Saved entries
--- START ---
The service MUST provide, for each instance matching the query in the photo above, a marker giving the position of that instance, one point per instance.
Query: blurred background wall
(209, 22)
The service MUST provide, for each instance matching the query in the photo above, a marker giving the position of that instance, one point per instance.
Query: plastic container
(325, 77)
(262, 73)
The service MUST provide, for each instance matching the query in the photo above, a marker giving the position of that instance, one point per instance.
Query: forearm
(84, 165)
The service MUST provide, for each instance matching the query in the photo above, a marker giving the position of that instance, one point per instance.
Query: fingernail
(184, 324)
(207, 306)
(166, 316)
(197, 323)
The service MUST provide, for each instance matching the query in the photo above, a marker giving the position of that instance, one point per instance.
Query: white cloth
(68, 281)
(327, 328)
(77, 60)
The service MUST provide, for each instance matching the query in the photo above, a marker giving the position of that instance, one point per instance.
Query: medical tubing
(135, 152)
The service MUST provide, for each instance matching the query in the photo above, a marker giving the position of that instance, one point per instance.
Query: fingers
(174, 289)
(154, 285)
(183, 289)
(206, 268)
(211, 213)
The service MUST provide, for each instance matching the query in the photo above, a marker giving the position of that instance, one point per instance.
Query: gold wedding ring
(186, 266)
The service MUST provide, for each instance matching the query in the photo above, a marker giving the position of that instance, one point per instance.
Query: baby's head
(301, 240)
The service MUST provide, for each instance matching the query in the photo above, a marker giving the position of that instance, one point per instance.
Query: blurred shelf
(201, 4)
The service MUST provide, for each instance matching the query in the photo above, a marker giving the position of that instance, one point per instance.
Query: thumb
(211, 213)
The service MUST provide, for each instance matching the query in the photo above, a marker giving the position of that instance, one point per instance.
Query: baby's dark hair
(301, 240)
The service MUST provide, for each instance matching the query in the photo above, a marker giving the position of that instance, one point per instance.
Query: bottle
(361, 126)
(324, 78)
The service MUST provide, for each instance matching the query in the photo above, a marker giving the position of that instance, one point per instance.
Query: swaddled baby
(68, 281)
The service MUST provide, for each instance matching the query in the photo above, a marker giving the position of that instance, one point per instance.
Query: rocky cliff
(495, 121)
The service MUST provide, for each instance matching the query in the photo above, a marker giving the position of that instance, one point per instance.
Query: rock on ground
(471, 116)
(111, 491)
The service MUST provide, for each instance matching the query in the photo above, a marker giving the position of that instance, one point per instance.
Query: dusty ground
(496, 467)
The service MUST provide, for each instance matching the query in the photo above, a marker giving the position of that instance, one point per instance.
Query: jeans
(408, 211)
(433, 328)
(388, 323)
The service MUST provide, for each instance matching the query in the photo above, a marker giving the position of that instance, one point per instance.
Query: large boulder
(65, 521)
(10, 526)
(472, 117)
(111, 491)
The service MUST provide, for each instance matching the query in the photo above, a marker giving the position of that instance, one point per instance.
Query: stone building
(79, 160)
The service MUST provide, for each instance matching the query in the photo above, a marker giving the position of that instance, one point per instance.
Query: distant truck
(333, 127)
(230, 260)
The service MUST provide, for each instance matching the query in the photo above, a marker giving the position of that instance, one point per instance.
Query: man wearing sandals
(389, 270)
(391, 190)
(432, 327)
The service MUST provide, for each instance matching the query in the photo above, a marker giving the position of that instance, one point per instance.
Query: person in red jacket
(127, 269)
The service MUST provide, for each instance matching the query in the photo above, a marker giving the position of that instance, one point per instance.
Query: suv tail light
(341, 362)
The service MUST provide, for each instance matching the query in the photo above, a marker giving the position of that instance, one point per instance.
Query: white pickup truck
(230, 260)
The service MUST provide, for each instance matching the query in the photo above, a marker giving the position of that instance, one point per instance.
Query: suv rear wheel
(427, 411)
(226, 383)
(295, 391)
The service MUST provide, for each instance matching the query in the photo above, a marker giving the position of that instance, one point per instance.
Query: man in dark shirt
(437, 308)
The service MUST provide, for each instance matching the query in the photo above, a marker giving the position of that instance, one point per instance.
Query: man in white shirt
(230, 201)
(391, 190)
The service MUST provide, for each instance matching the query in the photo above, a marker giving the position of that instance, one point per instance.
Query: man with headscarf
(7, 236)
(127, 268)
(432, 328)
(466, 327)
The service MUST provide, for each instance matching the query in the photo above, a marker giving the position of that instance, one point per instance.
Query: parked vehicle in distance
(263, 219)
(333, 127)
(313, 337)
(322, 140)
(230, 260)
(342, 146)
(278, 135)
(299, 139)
--- END ---
▶ [EXERCISE]
Write the entries out a second time. Match them exactly.

▶ [EXERCISE ANSWER]
The service MUST provide, for each instance matching the query in the photo above, a marker giving the position of that instance, one point per instance.
Query: blurred background wall
(209, 22)
The service MUST provide, for each instance matching the query in the photo above, a marker giving the position of that instance, one point per instance.
Query: plastic container
(325, 77)
(262, 73)
The service MUST provide, for each instance matching the query in the photo above, a marker giving the position of that instance, one point per instance.
Query: forearm
(84, 165)
The service MUST provide, for each instance matching the query in the photo above, a marker giving the position of that instance, one point per instance.
Query: fingernail
(184, 324)
(207, 306)
(166, 316)
(197, 323)
The service MUST provide, for each instance matching the query in the photo above, a marker giving the position of that instance, one point per instance.
Query: white cloth
(68, 281)
(327, 328)
(77, 60)
The service MUST provide, for each instance matching the query in the photo above, a marker giving the position of that instance, one point per instance.
Query: medical tubing
(135, 152)
The service MUST provide, for each instance matching the query in the photo above, a marker giving the position of that instance, one point per instance.
Query: fingers
(174, 289)
(154, 285)
(183, 289)
(206, 268)
(211, 213)
The service MUST provide, for each instance matching the query in the photo above, a marker giving the position of that instance, one point per instance.
Query: gold wedding ring
(186, 266)
The service MUST provide, for each instance matching the query in the photo above, a marker giving the position of that instance, one point per instance.
Query: baby's head
(301, 240)
The service MUST provide, for each instance matching the query in the photo above, a marker giving the position of that instance, one point per instance.
Query: blurred shelf
(201, 4)
The service MUST provide, for each instance matching the query in the photo above, a marker giving the position of that instance, one point per instance.
Query: thumb
(211, 213)
The service MUST provide, for each instance matching the query in the photo above, a marker giving the position of that instance, one point per instance.
Query: baby's dark hair
(301, 240)
The service MUST provide, for each instance matching the query in the photo above, a marker giving the position of that instance, one point per instance.
Query: bottle
(361, 126)
(324, 78)
The service MUST provide, for each instance matching the query in the photo above, a marker giving the position of that instance, one point per instance.
Query: swaddled baby
(68, 281)
The service MUST provide, for each instance matching the query in the photo above, a marker giving the position of that instance, one point per instance.
Query: rocky cliff
(495, 121)
The service MUST provide, for each instance matching the query in the photo above, a marker giving the position of that instance, one point per instance.
Query: rock on ground
(471, 116)
(111, 491)
The service MUST provide, for each instance matching the query in the photo above, a marker giving the position of that instance, one point per instance.
Query: dusty ground
(496, 467)
The service MUST provide, for each instance matching the query in the photo above, a marker giving the position of that instance, one point per instance.
Query: jeans
(408, 211)
(433, 328)
(388, 323)
The service MUST provide, for each instance matching the query in the photo above, a marker giving the position of that instance, one point per instance.
Query: large boulder
(65, 521)
(10, 526)
(472, 117)
(111, 491)
The service MUST provide, for each instance matching the query in the photo above, a marker giving the position of that instance, one point per instance.
Query: stone building
(79, 160)
The service MUST provide, for each instance matching the query in the photo above, a marker giving the position of that instance, one point per instance.
Query: distant truck
(333, 127)
(230, 260)
The service MUST provide, for each instance matching the query in the photo above, a marker giving the position of that instance, one point per instance.
Query: man wearing sandals
(389, 270)
(391, 190)
(432, 327)
The service MUST provide, for each instance matching the query in the photo above, a marker giving the position of that instance, one point per instance.
Query: person in red jacket
(127, 269)
The service MUST provide, for each instance matching the query in the photo above, a marker giving the position of that instance, one point per instance.
Query: suv tail light
(341, 362)
The service MUST provide, for each instance matching the query in the photo above, a marker giving the position of that instance, one point per instance.
Query: white pickup truck
(230, 260)
The service MUST provide, for each instance matching the query in the photo above, a marker giving the position of that instance, one point per instance.
Query: suv rear wheel
(427, 411)
(226, 383)
(295, 391)
The service MUST provide, for each instance matching the query in the photo above, a marker giving the position of that instance, one point per instance.
Query: man in dark shirt
(437, 308)
The service MUST provide, for each instance matching the query in the photo above, a marker giving the position of that instance, one point per instance.
Query: man in white shirt
(230, 201)
(391, 190)
The service MUST provide, for each instance matching the query in the photo above, a marker giving the position of that instance, one point per instance.
Query: man with headscarf
(7, 236)
(127, 268)
(432, 328)
(466, 327)
The service MUST provide, for each instance matching the query in the photo above, a marker giving the position of that instance, one point per instance.
Query: parked vehicle in distance
(263, 219)
(333, 127)
(313, 337)
(322, 140)
(230, 260)
(342, 146)
(278, 135)
(299, 139)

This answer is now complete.